**What you have to do:**
Retype precisely the section of the data that starts at the line containing "out the black" and runs to its final line, ends included.

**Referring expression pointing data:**
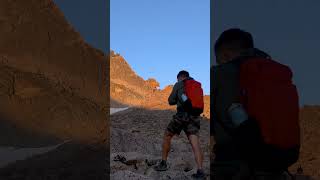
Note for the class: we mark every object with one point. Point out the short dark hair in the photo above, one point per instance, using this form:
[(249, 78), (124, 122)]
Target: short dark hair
[(183, 73), (235, 39)]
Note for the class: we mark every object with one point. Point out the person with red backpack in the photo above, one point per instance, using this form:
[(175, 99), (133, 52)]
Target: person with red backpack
[(255, 111), (187, 94)]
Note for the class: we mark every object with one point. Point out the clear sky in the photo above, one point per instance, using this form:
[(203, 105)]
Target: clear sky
[(158, 38), (89, 18), (289, 30)]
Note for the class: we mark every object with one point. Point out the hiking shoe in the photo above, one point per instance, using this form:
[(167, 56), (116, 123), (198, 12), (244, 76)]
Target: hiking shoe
[(162, 166), (199, 175)]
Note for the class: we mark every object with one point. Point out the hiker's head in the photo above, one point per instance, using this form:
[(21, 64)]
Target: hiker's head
[(182, 75), (231, 44)]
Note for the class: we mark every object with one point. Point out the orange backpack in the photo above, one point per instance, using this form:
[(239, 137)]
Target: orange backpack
[(271, 102), (194, 93), (270, 97)]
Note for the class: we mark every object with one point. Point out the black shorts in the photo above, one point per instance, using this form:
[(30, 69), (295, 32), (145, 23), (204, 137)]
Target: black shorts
[(188, 123)]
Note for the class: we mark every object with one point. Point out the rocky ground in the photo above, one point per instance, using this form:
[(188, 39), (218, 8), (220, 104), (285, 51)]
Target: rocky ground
[(136, 134)]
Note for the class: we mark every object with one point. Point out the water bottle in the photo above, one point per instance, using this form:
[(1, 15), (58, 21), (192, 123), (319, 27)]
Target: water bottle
[(237, 114), (184, 97)]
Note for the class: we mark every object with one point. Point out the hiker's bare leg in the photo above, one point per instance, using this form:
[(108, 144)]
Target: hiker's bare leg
[(166, 144), (194, 141)]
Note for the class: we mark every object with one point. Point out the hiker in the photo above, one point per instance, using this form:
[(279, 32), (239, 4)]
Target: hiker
[(187, 94), (255, 111)]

**Finished exercise:**
Note for the class: we mark every object with one point. Point out the black shorts in the photo above, one point per instance, using this form:
[(30, 69), (295, 32), (145, 23), (204, 137)]
Target: black shorts
[(188, 123)]
Note for the class: we mark every object with one point. Point out the rocky ground in the photo above, one point per instance, using this form:
[(188, 39), (218, 8), (220, 104), (285, 51)]
Target: rocky ground
[(136, 134)]
Note for the class: we mark every object with one point. Point out the water bottle in the photo above, one point per instance, using this form:
[(1, 15), (58, 21), (192, 123), (319, 27)]
Target: water bottle
[(237, 114), (184, 97)]
Note for the class: we mark every object with one point. Point out the hiker's bare leg in the photo above, one point per instance, using this form:
[(108, 144)]
Target: hiker's bare leg
[(166, 144), (194, 141)]
Note for the class: we mark every object with one point. Point out the hiker in the photo above, one point per instance, using this form:
[(279, 32), (239, 4)]
Target: hiker
[(187, 94), (255, 111)]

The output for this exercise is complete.